» **Excerpt provided**
___

I even reached the point of telling myself that any truth conceals, eclipses the real, and that the aura that I saw, via the presence of an autistic child - provided as I was then with a sort of third eye, like the one spoken of by Tibetan monks, among whom it was standard practice to make a hole in one's forehead - glimmers of the real that was hidden by the fact of the consciousness that is incumbent upon us.
Being neither a monk nor Tibetan, I hadn't made a hole in my forehead. Janmari was there, constantly, with his own "seeing point," perceptibly distant and different from our viewpoint, which is more or less unanimous among all those who, as soon as they are born and even before, have been initiated into symbolic existence.
The real: it seems to me that I have come across this word in texts written in the French language, no doubt about that, but owing to the fact that that language is double and at the very least has double meanings, goes in two directions, it swept the words away from under my nose, and then, now you see them now you don't, who knows what became of them in that waltz whose music I didn't perceive.
It is completely discouraging to hold a word in sight, and see it spin around, pair with others, join a constellation, like a string of beads; in fact, it escapes you like a ball on a playground; others play with it cheerfully, but what are they playing at, what's their game? It's a mystery. There are no goals, no baskets or nets. They are having fun, that's for sure; the game is making them laugh. After all, words don't belong to anyone, and we would be wrong to feel ourselves deprived of them just because others use them in a way that suits them.
So what about the real? It comes from res: thing.
I have mentioned that I have read, and sometimes even re-read, a good number of pages written in psychoanalysis. I have called it a foreign language. But where might the foreignness come from? Perhaps it's that the thing, the real, doesn't exist in that language, to the point that autism is envisioned like a charade, the subject going silent and seeking refuge in identification with some object in which obliteration of the subject would be seen.
The autistic individual - and our Janmari, in this case - would thus be playing a role, his manifest attitude being a charade, his attraction toward the thing explained by the fact that S would be moved by a sort of identificatory tropism.
No things, then; there is only something like an object since there is, a priori, something like a subject and, when the latter is lacking it's because it goes to ground and obliterates itself. To put it another way, when an object becomes a thing, it is nothing.
I don't know if psychoanalysis speaks like this; but a language doesn't speak: it is spoken by some subject who uses it and, as we say, expresses himSELF or herSELF. Is this to say that all subjects who speak the same language are in agreement? Certainly not; it is thanks to language that we are able to discuss, argue with, congratulate, and accuse ourSELVES and EACH OTHER. Here we can see the importance of the WE in each case where we are dealing with the SELF. For those who do not have the same WE - the same language - there are no more reciprocal feelings, there is no more consent or resentment.

___

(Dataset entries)

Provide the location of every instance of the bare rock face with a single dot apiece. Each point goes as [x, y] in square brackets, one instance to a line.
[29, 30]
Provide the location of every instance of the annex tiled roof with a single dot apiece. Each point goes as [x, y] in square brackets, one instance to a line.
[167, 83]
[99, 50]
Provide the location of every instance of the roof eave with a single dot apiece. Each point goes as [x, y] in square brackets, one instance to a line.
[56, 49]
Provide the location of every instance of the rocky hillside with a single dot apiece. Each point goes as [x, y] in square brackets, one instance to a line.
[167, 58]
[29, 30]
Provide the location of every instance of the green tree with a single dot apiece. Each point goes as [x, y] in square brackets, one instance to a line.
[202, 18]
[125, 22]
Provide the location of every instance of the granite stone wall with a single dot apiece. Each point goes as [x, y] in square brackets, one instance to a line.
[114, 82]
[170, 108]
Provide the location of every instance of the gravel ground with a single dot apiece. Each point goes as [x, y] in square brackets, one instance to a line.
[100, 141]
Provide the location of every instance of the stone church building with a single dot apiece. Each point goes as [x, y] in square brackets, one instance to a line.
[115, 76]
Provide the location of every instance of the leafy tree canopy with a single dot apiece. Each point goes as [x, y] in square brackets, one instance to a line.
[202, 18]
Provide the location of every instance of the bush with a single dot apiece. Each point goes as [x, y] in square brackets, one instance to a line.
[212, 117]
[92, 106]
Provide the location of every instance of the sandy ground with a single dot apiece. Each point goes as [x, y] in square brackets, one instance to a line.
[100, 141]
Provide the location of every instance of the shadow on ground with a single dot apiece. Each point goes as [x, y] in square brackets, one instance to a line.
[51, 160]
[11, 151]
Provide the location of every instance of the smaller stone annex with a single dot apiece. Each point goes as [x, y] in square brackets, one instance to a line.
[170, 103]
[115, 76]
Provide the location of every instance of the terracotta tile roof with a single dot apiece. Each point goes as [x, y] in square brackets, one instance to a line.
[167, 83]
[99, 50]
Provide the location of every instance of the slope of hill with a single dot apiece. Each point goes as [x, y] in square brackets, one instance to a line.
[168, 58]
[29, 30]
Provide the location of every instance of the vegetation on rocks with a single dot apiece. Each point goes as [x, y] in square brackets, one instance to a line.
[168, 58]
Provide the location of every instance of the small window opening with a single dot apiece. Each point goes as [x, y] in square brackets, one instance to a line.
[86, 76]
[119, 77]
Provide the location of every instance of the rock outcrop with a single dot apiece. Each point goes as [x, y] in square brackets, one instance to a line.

___

» **What is being asked**
In the passage on language and the real, from what word does "the real" come?

» **Solution to this problem**
It comes from res, meaning "thing."